Please retype every item below word for word, leaving out the pictures.

======== Data records ========

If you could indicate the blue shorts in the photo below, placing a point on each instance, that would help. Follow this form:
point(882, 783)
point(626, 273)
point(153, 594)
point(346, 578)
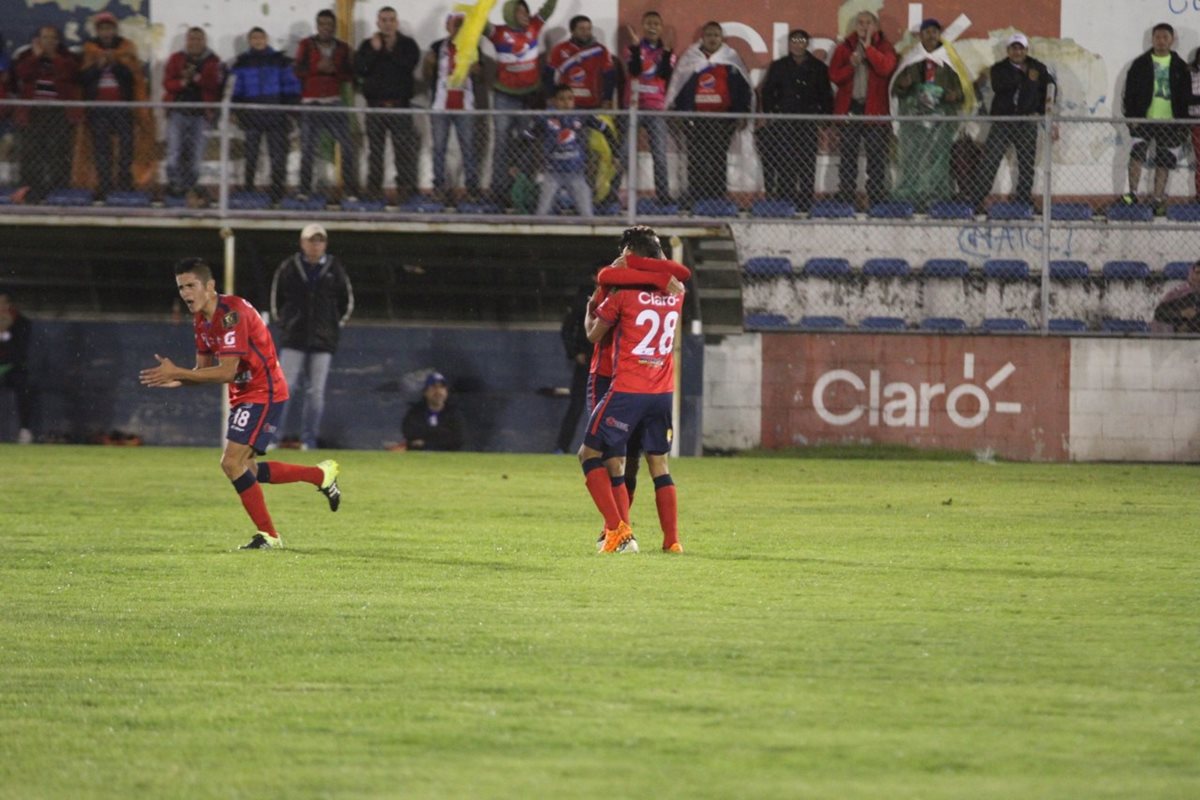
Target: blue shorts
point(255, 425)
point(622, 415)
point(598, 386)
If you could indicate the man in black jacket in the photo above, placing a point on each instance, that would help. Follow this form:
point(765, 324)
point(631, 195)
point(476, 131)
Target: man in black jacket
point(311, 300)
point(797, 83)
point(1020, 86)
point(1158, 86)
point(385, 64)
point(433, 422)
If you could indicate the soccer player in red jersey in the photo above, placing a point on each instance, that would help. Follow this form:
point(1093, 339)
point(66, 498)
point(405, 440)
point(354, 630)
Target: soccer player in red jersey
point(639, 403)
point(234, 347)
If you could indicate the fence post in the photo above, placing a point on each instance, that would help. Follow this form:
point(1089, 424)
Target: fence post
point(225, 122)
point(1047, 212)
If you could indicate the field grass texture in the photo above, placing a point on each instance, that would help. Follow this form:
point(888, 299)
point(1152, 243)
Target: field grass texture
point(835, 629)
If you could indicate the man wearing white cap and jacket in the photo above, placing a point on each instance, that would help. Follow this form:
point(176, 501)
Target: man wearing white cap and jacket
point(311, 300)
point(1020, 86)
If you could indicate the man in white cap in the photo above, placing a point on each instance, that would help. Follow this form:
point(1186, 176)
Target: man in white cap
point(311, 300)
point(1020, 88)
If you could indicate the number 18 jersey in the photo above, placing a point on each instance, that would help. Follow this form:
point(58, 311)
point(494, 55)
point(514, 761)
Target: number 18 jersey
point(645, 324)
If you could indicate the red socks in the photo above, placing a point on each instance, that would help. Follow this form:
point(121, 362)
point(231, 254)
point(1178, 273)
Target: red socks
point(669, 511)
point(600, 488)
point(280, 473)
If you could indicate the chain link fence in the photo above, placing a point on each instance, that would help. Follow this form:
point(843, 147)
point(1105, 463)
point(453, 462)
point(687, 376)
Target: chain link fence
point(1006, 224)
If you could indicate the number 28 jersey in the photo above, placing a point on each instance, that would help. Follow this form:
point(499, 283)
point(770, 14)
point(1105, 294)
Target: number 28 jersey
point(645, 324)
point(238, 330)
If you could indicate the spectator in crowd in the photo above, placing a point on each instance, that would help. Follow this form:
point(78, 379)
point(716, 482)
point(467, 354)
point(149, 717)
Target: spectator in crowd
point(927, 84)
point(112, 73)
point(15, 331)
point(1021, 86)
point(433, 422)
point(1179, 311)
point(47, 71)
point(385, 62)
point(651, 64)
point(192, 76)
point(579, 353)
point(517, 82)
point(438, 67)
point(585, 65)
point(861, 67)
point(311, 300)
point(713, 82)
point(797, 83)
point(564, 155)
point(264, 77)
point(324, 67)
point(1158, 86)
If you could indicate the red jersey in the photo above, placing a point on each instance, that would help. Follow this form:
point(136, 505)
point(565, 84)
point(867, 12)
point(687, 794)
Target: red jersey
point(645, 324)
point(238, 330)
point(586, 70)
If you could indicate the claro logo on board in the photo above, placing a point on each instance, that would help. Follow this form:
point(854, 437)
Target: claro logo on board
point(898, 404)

========

Output for this task:
If you could indicate the blue shorts in the photo below, placing a point on each instance, that would help. Follow this form:
point(882, 783)
point(626, 273)
point(153, 594)
point(346, 578)
Target: blue shorts
point(255, 425)
point(622, 415)
point(598, 386)
If you could indicate the man in black jacket in the photo above, placing a point on each instance, that would help. Follow this form:
point(765, 324)
point(631, 195)
point(476, 131)
Target: man in black jacket
point(311, 300)
point(797, 83)
point(1020, 86)
point(1158, 86)
point(385, 64)
point(433, 422)
If you could indicate the soccer player in red jersey in the photo above, placing a point on each instance, that would help. Follow this form:
point(1093, 339)
point(66, 498)
point(405, 440)
point(354, 630)
Target: soccer player in red jersey
point(639, 403)
point(234, 347)
If you could indicate the fence post in the photo above, placing a point on each instance, that would help. Follow this form:
point(1089, 424)
Target: fence post
point(225, 122)
point(1047, 212)
If you could indicate the field grass texture in the photo above, placing a point on each instance, that would help. Follow this form:
point(888, 299)
point(1152, 243)
Target: field grass texture
point(835, 629)
If you could indicate the man wearing white cap and jacket in the photo above, placing a point on each instance, that would help. Follow this form:
point(176, 501)
Target: man wearing white cap and jacket
point(311, 300)
point(1020, 86)
If you could indicate the man in white cap in the photo above, placing a point on each instance, that would help. Follow this form:
point(1186, 176)
Target: man in white cap
point(311, 300)
point(1020, 88)
If you could indicate the number 18 jersey in the photo above, placing a point on each instance, that would help. Follow this form:
point(58, 311)
point(494, 55)
point(514, 761)
Target: number 18 jersey
point(645, 324)
If you could indicate the red socks in the photo above, placing a point on each instance, that would help. Follow this form:
point(121, 362)
point(231, 254)
point(1178, 273)
Target: red socks
point(669, 511)
point(600, 488)
point(280, 473)
If you could indicate the chain link fence in the photo above, placing a point on each instance, that would help. Follow this form:
point(843, 147)
point(1105, 463)
point(453, 462)
point(687, 376)
Target: chain link fence
point(1006, 224)
If you could indicate the number 28 jersey in the photo above, placing a point on each instance, that would help. Follow this form:
point(499, 283)
point(770, 14)
point(1105, 294)
Target: number 28 jersey
point(645, 324)
point(238, 330)
If you could indicate the spectator in crowd in the photo above, placing a point on each instance, that would help. Follow this form:
point(78, 379)
point(716, 482)
point(467, 354)
point(149, 717)
Target: spectator in crowd
point(927, 84)
point(112, 73)
point(15, 331)
point(1021, 86)
point(433, 422)
point(1179, 311)
point(47, 71)
point(385, 62)
point(651, 64)
point(192, 76)
point(579, 353)
point(517, 82)
point(438, 67)
point(585, 65)
point(861, 67)
point(311, 300)
point(713, 82)
point(797, 83)
point(564, 155)
point(264, 77)
point(324, 67)
point(1158, 86)
If you could indicate the red jersey in the photo above, placing a point on each instance, that would help. Follow this form:
point(136, 505)
point(565, 84)
point(867, 12)
point(687, 794)
Target: red jersey
point(645, 324)
point(238, 330)
point(586, 70)
If you could indicate the claro logo on board in the photo above, placing a point on each instance, that would help. Follow this form:
point(854, 437)
Target: claro logo on board
point(898, 404)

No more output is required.